Exercise
Rewrite the rows below as a Markdown table with the columns Number and Text, from the line with "Provide one point per instance of the collar" through the end of the rows, leaving out blank lines.

── Supplied material

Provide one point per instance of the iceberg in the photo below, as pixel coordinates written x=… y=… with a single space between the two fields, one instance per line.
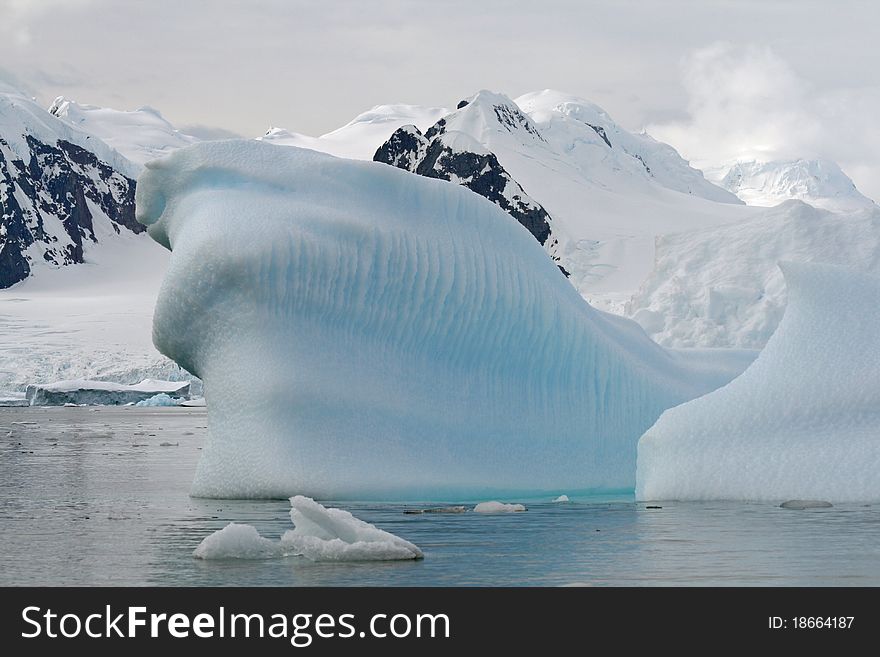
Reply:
x=498 y=507
x=363 y=332
x=801 y=423
x=104 y=393
x=162 y=399
x=319 y=534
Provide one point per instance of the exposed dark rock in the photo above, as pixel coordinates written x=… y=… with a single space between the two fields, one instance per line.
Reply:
x=480 y=172
x=56 y=187
x=601 y=132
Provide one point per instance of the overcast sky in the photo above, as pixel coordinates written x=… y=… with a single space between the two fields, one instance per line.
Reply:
x=716 y=78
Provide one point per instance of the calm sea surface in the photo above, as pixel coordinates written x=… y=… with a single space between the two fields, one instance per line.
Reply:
x=99 y=496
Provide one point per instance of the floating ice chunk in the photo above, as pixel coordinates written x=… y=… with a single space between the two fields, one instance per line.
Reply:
x=319 y=534
x=363 y=332
x=498 y=507
x=162 y=399
x=104 y=393
x=800 y=505
x=237 y=541
x=802 y=423
x=323 y=534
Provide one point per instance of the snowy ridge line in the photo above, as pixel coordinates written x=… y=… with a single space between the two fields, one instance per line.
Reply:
x=362 y=331
x=803 y=422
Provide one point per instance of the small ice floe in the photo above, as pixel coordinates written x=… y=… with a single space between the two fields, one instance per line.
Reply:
x=800 y=505
x=437 y=509
x=237 y=541
x=319 y=534
x=498 y=507
x=162 y=399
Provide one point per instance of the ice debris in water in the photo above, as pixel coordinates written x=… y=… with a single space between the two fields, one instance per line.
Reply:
x=319 y=534
x=498 y=507
x=800 y=505
x=161 y=399
x=237 y=541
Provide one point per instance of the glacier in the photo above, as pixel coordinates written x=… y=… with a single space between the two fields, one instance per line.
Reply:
x=366 y=333
x=802 y=422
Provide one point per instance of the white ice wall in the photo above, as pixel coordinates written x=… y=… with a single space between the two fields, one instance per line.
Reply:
x=802 y=422
x=365 y=332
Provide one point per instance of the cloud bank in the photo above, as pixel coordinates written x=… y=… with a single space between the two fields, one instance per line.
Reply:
x=745 y=102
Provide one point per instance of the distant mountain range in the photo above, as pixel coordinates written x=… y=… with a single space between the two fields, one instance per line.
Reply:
x=615 y=209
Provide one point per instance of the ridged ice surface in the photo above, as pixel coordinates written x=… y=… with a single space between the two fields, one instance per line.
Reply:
x=803 y=422
x=365 y=332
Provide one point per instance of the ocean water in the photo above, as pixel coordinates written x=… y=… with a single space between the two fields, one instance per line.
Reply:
x=99 y=496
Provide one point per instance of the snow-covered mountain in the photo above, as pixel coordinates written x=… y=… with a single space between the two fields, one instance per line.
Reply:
x=607 y=193
x=67 y=198
x=457 y=157
x=821 y=183
x=140 y=135
x=359 y=138
x=61 y=190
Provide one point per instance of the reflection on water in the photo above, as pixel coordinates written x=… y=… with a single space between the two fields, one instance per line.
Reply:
x=91 y=496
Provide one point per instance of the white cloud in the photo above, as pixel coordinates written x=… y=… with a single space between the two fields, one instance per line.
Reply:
x=746 y=102
x=19 y=16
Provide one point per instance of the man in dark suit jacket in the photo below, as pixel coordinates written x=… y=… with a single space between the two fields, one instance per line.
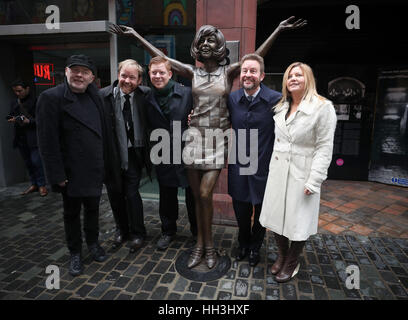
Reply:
x=128 y=150
x=251 y=108
x=169 y=104
x=22 y=115
x=70 y=126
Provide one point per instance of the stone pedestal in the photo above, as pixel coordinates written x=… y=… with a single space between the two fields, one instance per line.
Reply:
x=237 y=21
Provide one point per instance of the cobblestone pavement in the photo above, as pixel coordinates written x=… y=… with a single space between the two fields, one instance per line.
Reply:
x=32 y=238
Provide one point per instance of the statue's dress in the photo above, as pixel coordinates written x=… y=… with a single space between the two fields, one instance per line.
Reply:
x=206 y=147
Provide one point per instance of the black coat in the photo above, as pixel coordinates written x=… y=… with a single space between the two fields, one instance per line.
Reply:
x=255 y=115
x=71 y=146
x=27 y=132
x=181 y=103
x=113 y=166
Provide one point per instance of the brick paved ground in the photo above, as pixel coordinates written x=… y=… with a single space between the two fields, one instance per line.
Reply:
x=362 y=223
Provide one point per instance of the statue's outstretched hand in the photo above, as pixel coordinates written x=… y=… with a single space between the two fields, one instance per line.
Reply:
x=289 y=25
x=121 y=30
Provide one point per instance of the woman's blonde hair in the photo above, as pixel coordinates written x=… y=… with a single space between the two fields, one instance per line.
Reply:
x=310 y=84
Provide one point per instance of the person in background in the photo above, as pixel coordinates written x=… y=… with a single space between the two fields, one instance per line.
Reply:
x=304 y=132
x=71 y=130
x=251 y=108
x=22 y=115
x=169 y=104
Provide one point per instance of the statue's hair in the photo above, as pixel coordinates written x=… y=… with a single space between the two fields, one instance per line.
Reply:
x=207 y=30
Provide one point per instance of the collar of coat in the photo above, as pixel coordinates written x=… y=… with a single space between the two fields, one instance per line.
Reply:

────

Full solution
| Number | Text |
|---|---|
| 1 | Provide one point per instance of the collar of coat in the photo above, as pixel coordinates written x=… y=… with a single space between the two fields, one instance per line. |
| 2 | Reply: |